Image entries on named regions
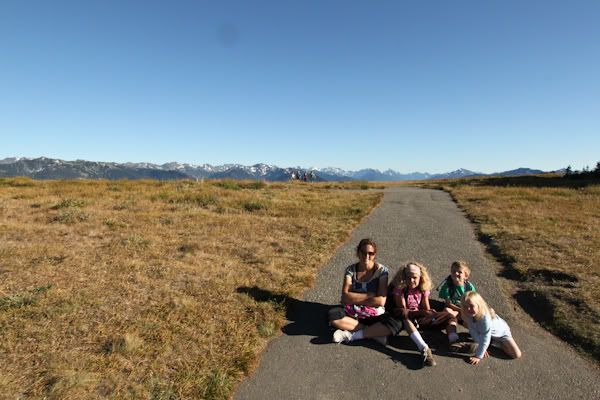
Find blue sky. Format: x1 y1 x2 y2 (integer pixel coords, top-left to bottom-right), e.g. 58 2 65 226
0 0 600 173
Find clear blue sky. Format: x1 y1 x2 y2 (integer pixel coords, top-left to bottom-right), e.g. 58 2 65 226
0 0 600 173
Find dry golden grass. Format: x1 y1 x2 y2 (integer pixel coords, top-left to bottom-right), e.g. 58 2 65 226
0 178 381 399
418 176 600 360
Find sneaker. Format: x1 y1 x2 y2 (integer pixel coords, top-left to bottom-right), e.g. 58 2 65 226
450 342 477 354
448 332 458 344
421 347 437 367
373 336 387 346
333 329 352 343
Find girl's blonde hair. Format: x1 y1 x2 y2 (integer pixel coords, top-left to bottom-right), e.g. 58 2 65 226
460 291 496 321
392 261 431 292
450 260 471 278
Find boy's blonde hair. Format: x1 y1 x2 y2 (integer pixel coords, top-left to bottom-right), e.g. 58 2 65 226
460 291 496 321
450 260 471 278
392 261 431 292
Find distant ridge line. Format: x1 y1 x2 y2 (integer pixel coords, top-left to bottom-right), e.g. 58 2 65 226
0 157 544 181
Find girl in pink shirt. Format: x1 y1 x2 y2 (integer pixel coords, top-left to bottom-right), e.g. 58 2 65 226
392 262 452 328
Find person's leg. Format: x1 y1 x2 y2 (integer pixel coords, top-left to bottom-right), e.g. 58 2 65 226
444 308 458 344
363 322 392 338
501 339 523 358
329 316 360 332
402 319 437 367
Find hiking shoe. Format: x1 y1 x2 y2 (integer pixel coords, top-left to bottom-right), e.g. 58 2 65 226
373 336 387 346
421 347 437 367
333 329 352 343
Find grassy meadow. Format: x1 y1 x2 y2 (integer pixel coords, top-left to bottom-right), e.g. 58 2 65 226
0 178 382 399
420 176 600 360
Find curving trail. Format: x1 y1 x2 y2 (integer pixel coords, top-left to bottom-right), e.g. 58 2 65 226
234 188 600 400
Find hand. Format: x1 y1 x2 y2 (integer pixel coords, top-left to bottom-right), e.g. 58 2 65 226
469 357 481 365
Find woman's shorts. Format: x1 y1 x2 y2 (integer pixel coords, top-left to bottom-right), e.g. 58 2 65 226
328 307 403 335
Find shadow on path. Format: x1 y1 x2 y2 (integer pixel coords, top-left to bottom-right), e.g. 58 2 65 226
236 286 335 344
236 286 502 370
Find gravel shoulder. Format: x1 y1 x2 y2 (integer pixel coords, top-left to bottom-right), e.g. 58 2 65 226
234 188 600 400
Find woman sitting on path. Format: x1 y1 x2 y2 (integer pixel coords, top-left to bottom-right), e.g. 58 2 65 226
329 239 435 366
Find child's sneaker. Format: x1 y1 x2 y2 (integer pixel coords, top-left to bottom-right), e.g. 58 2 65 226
450 342 477 354
333 329 352 343
421 347 437 367
373 336 387 346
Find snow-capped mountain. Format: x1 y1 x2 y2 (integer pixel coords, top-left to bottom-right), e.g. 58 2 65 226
0 157 542 181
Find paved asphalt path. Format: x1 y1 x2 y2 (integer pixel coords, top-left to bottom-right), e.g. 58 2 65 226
234 188 600 400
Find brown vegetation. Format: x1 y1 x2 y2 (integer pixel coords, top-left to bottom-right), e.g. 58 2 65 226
424 176 600 360
0 178 381 399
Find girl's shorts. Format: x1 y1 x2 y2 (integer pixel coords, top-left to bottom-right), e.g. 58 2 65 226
491 316 512 347
328 307 404 335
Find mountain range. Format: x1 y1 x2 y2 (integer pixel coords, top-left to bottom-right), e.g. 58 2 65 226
0 157 543 181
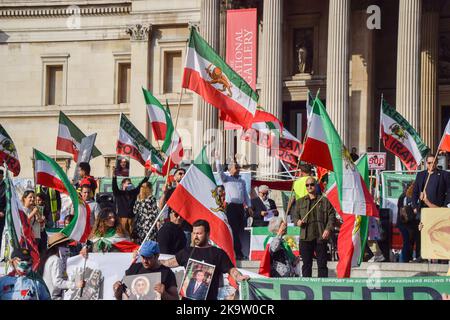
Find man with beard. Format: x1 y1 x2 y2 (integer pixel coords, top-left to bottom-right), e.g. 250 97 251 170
161 220 249 300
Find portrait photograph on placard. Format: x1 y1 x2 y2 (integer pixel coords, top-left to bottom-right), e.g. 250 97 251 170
114 156 130 177
180 259 216 300
123 272 161 300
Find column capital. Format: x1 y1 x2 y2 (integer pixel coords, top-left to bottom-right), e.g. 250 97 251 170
125 23 152 41
188 21 200 31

■ Do this ■
Resize the part of the lines that opens with the line containing "Find column capital." and runs through the end of the records, giving every one of those lines again, requests included. Multiply each coordinate in the answers by 2.45 and round to whole numbers, with halves rounding up.

■ Task answer ■
Find column capital. Format: x1 y1 x2 y2 (integer pixel coords, top-left to bottom-right), e.g. 250 97 251 170
306 56 372 100
461 51 490 76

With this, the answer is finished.